-- WORK TO COMPLETE --
A. Reproduce the passage of the Wadada Leo Smith interview that starts at "Smith has continued" and ends at "February 4 birthday.".
B. Write the next part of the Wadada Leo Smith interview, picking up after its final line.

-- EXCERPT PROVIDED --
>> Start

Wadada Leo Smith salutes Civil Rights hero Rosa Parks, questions the word improvisation in jazz, and discusses bad soup.
Raised on the Delta blues in his Mississippi birth place and later a member of the Chicago-based collective Association for the Advancement of Creative Musicians (AACM), trumpeter Wadada Leo Smith has driven his stake into the soft earth this past decade as one of the most prolific and creative artists in jazz. He’s had a career collaborating with the diverse likes of Anthony Braxton, Vijay Iyer and John Zorn. But he upped the ante to renowned composer in 2013 when he was a finalist for the Pulitzer Prize for his epic piece Ten Freedom Summers (Defining Moments in the History of the United States of America).
Smith has continued to delve deeply, becoming a brilliant avant-tilting jazz hero with such landmark suites as 2014’s The Great Lakes Suites, 2016’s America’s National Parks and this year’s masterwork, Rosa Parks: Pure Love: An Oratorio of Seven Songs, that was released on February 15 in honor of the Civil Rights activist’s February 4 birthday.
A week later and a short time before his Rosa Park oratorio is released, Qwest TV spoke to Smith at his home in New Haven, Connecticut – an hour and a half northeast of New York City — where he composes and hangs with his family.
At Lincoln Center you told the audience that making art is painful. What do you mean by that?
Yes, yes, yes. It’s true. It’s good for you. Everything can’t be easy. If it’s easy, it may not last long. Life is full of easy stuff that doesn’t last long. But the stuff that lasts for a long time comes from suffering. Inside of suffering is the truth.
The backdrops of your most recent projects are musical dedications to places like the Great Lakes and the national parks. Why is that?
There are two most important things on this planet. One is human beings and their relationships and their families which regenerate to make new generations. It’s spiritual. The other is the environment in which we live — the earth and the cycles of transformations it has gone through, like the fact that millions of years ago the land was all ice. But now these days, it’s a whole new environment of being in an extreme weather zone. It’s how we have shaped it not as spiritual human beings but in our own way of destruction.
Why did you decide to compose Pure Love?
I wanted to celebrate Rosa Parks [1913-2005] as a visionary human being and how she sparked a whole revolution based on rights and justice. I wanted to take a closer look at her in our lifetime. She was an activist way before she refused to move to the back of that bus in Montgomery, Alabama. She represents a Civil Rights historical perspective on our struggles here in America. It’s like I wrote in the liner notes, Rosa is with us and will always be amongst the lovers. I wanted to use her words “Knowing what must be done does away with fear” in the song “No Fear” that helps to make Pure Love a prophetic piece of poetry.
Why did you imagine Pure Love as an oratorio?
I wanted to use the song form to express my ideas and my mediation on the Civil Rights movement. I wrote five of the songs when my family went for a vacation to Nantucket as part of a healing process for my daughter [Sarhanna] who had been hit by a car in the middle of a crosswalk by a guy who ran through a stop sign. She almost died. While there I wrote the songs — not writing just to write them, but to capture what I was feeling. I came back home and transformed all the songs and added in two more. It was all about “true lovers fill up their hearts with light and love.”
What is behind the narration of the work?

>> End

-- RAW RECORDS --
>> Start

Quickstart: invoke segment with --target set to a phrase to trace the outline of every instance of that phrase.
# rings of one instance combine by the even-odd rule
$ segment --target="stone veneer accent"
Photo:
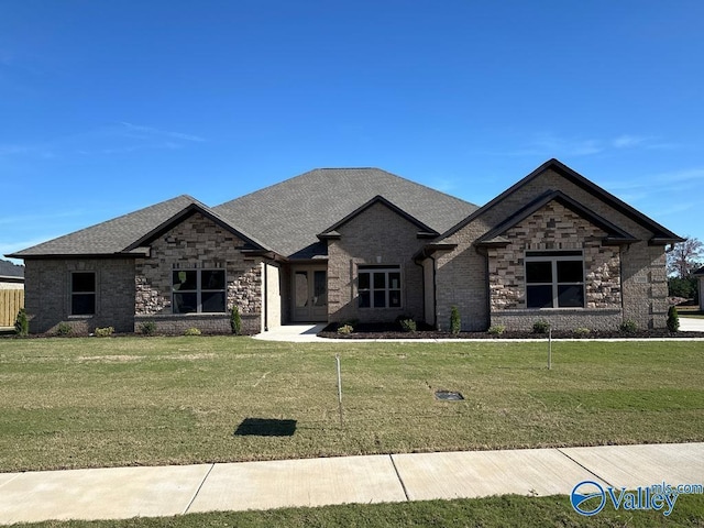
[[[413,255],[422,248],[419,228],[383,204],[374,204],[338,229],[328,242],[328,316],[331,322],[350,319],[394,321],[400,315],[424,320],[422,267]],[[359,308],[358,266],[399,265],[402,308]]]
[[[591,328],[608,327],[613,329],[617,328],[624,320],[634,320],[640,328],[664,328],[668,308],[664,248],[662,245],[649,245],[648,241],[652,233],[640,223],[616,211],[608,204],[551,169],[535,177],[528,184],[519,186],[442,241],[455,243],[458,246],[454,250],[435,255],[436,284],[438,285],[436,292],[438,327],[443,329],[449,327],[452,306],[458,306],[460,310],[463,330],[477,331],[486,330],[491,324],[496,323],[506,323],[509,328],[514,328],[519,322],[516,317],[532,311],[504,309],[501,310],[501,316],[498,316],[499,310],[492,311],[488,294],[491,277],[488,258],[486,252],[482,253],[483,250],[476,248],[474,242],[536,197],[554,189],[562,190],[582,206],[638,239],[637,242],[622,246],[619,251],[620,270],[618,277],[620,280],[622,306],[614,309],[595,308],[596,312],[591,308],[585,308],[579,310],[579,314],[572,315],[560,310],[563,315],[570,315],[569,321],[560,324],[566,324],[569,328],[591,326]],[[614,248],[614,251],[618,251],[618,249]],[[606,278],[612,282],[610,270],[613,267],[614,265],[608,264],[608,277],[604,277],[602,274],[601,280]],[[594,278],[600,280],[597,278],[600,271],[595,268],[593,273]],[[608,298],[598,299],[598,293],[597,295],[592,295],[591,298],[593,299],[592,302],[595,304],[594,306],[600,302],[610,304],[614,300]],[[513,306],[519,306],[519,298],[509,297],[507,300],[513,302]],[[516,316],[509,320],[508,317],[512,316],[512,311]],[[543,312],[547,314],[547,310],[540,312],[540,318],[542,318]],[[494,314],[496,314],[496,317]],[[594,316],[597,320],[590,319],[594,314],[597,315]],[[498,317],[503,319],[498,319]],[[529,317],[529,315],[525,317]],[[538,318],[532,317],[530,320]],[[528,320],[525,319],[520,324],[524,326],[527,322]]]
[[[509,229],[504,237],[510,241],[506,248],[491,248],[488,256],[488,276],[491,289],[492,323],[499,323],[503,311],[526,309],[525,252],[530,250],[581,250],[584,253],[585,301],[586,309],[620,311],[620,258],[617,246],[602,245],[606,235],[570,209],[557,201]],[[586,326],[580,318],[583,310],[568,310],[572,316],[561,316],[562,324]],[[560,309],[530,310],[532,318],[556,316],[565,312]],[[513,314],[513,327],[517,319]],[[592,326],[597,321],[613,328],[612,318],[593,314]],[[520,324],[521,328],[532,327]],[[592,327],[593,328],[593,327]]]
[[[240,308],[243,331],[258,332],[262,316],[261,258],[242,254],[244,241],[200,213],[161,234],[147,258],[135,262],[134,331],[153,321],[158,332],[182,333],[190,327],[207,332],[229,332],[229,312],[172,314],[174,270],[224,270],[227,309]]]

>> End
>> Start

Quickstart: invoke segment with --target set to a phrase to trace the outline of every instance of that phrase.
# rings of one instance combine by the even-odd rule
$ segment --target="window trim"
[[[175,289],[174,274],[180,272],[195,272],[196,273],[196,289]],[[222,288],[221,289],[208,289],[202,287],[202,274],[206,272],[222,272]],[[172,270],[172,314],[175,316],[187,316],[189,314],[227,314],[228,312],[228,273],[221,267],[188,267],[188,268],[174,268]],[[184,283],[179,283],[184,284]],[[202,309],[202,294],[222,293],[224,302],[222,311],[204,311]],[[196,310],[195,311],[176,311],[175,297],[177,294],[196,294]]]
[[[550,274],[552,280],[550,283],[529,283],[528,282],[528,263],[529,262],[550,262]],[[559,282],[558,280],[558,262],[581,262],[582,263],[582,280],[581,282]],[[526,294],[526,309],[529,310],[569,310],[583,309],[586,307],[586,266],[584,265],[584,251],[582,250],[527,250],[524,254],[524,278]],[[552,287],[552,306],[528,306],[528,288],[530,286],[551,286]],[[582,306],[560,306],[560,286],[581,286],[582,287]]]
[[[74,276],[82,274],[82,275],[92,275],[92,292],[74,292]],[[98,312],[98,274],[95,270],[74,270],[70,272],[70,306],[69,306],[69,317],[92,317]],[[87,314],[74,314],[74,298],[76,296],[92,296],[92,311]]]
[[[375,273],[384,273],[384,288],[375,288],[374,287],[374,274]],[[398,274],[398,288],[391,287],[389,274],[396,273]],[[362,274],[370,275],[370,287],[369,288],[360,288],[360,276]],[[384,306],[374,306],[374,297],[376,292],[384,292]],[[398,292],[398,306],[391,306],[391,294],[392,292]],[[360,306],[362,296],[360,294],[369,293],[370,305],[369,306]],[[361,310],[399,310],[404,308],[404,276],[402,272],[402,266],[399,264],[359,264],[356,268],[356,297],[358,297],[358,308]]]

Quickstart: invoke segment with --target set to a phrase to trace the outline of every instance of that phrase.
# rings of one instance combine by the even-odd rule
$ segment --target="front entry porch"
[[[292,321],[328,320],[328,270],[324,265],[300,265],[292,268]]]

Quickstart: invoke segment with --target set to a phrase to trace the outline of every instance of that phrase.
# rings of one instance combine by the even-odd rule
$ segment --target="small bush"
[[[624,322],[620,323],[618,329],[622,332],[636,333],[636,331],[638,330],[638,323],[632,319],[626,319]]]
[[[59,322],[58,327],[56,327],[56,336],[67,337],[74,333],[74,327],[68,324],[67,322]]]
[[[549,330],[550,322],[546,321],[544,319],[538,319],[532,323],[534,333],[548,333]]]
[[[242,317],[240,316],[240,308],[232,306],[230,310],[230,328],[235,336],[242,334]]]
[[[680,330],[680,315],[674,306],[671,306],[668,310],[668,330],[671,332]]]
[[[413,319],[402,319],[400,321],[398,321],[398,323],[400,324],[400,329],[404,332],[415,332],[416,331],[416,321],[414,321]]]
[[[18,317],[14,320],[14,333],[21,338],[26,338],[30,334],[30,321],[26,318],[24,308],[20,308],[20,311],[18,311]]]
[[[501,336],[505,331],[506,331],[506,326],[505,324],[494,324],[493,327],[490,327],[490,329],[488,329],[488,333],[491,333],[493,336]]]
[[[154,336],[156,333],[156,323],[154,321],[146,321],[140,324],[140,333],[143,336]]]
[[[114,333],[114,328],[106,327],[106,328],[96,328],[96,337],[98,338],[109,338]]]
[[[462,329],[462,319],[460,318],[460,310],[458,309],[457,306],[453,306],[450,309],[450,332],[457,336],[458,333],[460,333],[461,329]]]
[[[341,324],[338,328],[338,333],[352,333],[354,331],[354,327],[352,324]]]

>> End

-- RESULTS IN ORDER --
A.
Smith has continued to delve deeply, becoming a brilliant avant-tilting jazz hero with such landmark suites as 2014’s The Great Lakes Suites, 2016’s America’s National Parks and this year’s masterwork, Rosa Parks: Pure Love: An Oratorio of Seven Songs, that was released on February 15 in honor of the Civil Rights activist’s February 4 birthday.

B.
It’s based on dreaming. There are people all over the world who dream about Rosa. In it, Rosa teaches seven songs. The next morning these people wake up and are able to transmit what was in their dream. And they will be able to teach their parents and their friends. The voices that I selected in the songs represent the universal sphere and the evolution of human relationships. It creates an internal forum that looks at how we can change out society. It’s about moving past a deadlock of political and religious spheres. It’s a much wider parameter of social behavior. It’s about spirituality.
How did you come with such an unusual setting for your group of musicians?
After I came back from Nantucket, I knew what I was looking for: a trumpet quartet [BlueTrumpet Quartet], a string quartet [RedKoral Quartet], three vocalists [Diamond Voices] and an electronics duet [Janus Duo]. I brought all these people in to expand the color and the palette, to make it a much wider piece. Getting those three voices was like a miracle. I didn’t plan it that way, but I have a vocalist of Chinese heritage [Min Xiao-Fen], Mexican heritage [Carmina Escobar] and African-American heritage [Karen Parks]. I didn’t plan it that way. It just happened. But then when I realized what I had, I thought of it as a beautiful utopian voice. I feel like it’s something unique. I can’t think of an historical moment where there were two quartets and a duet and three vocalists. So I felt very empowered that I created that.
You don’t like to use the word improvisation to describe your music. Why?
I use the word create. Improvisation was strong in the late ‘60s and early ‘70s. But then it got very polluted, like you can put everything into performing that you want to. There’s no leadership, no guidance. It’s nowhere near the way of Louis Armstrong, Duke Ellington, Miles Davis, Bessie Smith or Abbey Lincoln who were all right in terms of creating opportunities in their music. The people calling themselves improvisers today are like a soup. You can add everything in at once and cook it. But that’s a bad soup. You need to cook various portions and add in different things like spices which is what making music in the present is meant to be. It’s like what the Creator created in the beginning. It’s authenticity. You’re bringing something into being. And besides, no one really has a good definition in any dictionary for improvisation, which gets used a lot in the academic world.
What’s next for you in this prolific period?
I look at how my career has been promoted, starting with John Zorn’s support. He trusted me and was one of the first people to believe I could push my musical projects to a high level. Then there was Cuneiform Records and ECM and now Tum. Right now I’m still busy. My newest project is a major dynamic suite for ECM my group The Golden Quartet about another way of looking at who I am in the relationship of ensemble and musician. It’s been a yearlong project with 12 musicians in five different ensembles. It doesn’t have a title yet, but it could be Passionata, which is an Italian word for great feeling and empathy.
What are you doing now to stay warm in the winter?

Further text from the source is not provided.